TRECHO DO DOCUMENTO:
===
Raquel Jorge relata sobre paisagens incríveis que teve a oportunidade de conhecer durante sua cicloviagem pela North Sea Cycle Route. Sozinha, ela pedalou 6.200 km passando por Noruega, Suécia, Dinamarca, Alemanha, Holanda, Bélgica e Inglaterra.

Raquel, em uma cicloviagem de 6.200 km passando por países como Noruega e Alemanha, você deve ter visto muitas paisagens incríveis. Quais foram as belezas naturais que mais lhe impressionaram?

A sensação de transitar por estes países é a de que você está a pedalar por pinturas. Em cada curva do caminho o queixo cai e os suspiros de admiração, prazer e encantamento são constantes. Você tenta absorver tudo, como se a visão, o olfato, o paladar, o tato e o HD da memória não fossem suficientes para registrar e sentir tudo o que você está vivenciando. Digo isso para esclarecer porque é tão difícil, para mim, selecionar a seguir apenas alguns dos lugares que conheci, pois cada um dos 110 dias que passei na estrada foi único e mágico.
===
TRECHO DOS DADOS:

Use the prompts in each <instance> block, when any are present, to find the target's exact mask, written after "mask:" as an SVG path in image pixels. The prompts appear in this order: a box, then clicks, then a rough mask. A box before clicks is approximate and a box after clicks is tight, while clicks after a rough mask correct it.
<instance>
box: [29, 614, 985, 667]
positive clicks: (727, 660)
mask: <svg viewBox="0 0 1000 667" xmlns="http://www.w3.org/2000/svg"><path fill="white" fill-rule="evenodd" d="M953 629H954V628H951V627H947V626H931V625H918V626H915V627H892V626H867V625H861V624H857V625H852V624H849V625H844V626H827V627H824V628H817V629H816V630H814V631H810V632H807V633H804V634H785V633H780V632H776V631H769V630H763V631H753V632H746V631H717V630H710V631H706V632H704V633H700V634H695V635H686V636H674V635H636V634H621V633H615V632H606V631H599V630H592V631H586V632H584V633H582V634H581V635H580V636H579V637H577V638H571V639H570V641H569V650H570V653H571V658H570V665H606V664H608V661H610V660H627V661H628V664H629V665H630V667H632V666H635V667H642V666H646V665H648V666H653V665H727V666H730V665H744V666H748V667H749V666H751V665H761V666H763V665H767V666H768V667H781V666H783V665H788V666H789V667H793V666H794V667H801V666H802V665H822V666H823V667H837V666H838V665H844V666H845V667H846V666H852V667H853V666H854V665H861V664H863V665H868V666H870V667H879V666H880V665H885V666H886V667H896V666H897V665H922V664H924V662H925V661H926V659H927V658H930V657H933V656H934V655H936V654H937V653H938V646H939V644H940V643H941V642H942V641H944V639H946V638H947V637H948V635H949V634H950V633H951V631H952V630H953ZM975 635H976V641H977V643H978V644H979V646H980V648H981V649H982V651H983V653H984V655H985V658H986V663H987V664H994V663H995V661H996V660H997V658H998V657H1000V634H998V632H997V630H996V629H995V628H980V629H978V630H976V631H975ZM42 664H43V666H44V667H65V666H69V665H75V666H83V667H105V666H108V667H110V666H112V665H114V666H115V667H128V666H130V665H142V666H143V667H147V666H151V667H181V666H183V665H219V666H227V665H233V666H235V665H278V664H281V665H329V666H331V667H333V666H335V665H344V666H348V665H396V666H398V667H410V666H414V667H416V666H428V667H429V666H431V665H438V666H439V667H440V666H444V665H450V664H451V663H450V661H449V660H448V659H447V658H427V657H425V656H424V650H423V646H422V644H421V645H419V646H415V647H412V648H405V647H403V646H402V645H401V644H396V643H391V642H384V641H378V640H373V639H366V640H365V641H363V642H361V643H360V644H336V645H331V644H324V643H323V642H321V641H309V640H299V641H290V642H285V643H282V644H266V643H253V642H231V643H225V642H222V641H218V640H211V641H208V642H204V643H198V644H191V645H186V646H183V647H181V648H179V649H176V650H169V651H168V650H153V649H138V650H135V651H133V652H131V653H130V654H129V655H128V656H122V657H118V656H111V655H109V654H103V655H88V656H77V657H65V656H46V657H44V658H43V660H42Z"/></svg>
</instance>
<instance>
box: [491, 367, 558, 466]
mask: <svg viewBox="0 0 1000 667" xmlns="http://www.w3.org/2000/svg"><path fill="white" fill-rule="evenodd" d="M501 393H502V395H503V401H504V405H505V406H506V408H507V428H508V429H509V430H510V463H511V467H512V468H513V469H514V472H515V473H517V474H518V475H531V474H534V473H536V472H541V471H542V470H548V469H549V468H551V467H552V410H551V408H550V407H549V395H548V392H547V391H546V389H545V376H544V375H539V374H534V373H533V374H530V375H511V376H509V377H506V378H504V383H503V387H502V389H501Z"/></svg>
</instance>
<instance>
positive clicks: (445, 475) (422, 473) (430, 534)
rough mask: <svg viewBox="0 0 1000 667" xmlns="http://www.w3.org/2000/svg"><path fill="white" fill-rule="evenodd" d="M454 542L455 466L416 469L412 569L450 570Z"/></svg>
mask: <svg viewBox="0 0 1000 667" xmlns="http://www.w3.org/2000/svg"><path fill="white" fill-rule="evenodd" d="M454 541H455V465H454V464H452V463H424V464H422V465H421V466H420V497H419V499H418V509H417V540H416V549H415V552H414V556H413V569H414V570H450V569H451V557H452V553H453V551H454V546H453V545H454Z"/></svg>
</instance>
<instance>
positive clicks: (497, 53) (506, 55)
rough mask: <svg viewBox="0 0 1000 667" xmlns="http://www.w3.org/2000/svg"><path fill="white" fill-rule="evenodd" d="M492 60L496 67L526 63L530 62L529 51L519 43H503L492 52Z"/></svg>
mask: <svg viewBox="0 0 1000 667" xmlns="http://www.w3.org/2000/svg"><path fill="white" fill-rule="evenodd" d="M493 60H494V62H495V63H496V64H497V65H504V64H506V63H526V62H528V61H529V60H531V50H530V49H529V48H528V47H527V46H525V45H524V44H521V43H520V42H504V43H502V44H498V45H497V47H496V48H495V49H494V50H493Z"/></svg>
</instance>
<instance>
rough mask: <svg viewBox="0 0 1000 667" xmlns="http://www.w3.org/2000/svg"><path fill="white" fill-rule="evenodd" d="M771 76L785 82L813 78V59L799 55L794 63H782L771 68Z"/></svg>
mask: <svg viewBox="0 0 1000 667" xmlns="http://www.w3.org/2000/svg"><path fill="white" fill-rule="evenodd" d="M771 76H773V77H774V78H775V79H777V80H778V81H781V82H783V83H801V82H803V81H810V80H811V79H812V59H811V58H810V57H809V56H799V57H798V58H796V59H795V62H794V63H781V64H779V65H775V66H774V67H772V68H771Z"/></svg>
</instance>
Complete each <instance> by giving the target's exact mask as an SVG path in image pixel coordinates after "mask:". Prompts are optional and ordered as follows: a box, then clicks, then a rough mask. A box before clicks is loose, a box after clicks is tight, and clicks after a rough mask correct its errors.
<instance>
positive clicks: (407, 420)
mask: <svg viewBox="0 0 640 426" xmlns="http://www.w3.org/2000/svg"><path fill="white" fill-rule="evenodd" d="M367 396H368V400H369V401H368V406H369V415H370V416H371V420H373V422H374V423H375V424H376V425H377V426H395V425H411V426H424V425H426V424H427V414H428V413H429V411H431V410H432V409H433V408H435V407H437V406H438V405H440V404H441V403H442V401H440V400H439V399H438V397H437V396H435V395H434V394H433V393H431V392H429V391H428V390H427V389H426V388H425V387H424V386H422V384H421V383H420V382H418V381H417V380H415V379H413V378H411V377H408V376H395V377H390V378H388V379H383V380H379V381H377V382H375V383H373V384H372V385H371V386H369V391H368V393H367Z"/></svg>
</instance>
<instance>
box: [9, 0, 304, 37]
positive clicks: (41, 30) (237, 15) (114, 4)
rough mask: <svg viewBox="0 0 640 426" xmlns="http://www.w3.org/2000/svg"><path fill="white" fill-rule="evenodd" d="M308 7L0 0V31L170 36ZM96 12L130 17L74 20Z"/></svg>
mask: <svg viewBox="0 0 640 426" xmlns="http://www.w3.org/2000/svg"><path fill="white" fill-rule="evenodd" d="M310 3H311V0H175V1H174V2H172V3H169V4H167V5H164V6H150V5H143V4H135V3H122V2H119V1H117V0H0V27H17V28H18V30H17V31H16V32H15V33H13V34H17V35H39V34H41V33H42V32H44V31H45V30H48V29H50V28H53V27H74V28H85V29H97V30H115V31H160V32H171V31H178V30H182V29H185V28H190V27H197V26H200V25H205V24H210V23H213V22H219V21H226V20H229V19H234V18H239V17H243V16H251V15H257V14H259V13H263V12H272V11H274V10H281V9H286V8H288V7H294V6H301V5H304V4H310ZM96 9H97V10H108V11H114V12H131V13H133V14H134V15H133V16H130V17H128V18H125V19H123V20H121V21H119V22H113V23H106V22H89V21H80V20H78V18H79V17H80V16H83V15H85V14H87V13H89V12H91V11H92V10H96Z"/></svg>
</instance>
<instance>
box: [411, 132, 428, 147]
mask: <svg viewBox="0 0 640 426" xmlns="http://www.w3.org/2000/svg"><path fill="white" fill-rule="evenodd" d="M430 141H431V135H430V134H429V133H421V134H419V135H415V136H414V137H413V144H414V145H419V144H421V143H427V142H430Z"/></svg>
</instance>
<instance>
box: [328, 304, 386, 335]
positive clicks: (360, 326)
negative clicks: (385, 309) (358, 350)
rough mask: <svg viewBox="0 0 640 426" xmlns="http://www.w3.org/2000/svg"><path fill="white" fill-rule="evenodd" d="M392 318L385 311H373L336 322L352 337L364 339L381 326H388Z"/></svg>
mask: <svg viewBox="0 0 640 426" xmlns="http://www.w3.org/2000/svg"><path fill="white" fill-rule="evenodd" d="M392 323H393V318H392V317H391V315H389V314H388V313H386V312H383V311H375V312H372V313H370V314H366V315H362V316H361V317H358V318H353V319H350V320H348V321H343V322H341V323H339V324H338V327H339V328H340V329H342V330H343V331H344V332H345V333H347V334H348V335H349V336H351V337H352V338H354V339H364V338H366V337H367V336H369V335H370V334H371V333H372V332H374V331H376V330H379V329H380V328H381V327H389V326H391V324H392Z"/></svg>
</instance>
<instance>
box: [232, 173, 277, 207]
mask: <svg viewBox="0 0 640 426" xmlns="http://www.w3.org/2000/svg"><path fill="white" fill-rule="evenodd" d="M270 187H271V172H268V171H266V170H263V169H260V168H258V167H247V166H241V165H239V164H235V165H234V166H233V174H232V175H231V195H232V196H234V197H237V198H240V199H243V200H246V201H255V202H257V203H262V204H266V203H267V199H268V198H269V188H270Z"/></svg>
===
O QUE SE PEDE: Copie de novo o relato da cicloviagem, começando em "Raquel, em uma" e terminando em "único e mágico.", mas troque "pinturas" por "quadros".

RESPOSTA ESPERADA:
Raquel, em uma cicloviagem de 6.200 km passando por países como Noruega e Alemanha, você deve ter visto muitas paisagens incríveis. Quais foram as belezas naturais que mais lhe impressionaram?

A sensação de transitar por estes países é a de que você está a pedalar por quadros. Em cada curva do caminho o queixo cai e os suspiros de admiração, prazer e encantamento são constantes. Você tenta absorver tudo, como se a visão, o olfato, o paladar, o tato e o HD da memória não fossem suficientes para registrar e sentir tudo o que você está vivenciando. Digo isso para esclarecer porque é tão difícil, para mim, selecionar a seguir apenas alguns dos lugares que conheci, pois cada um dos 110 dias que passei na estrada foi único e mágico.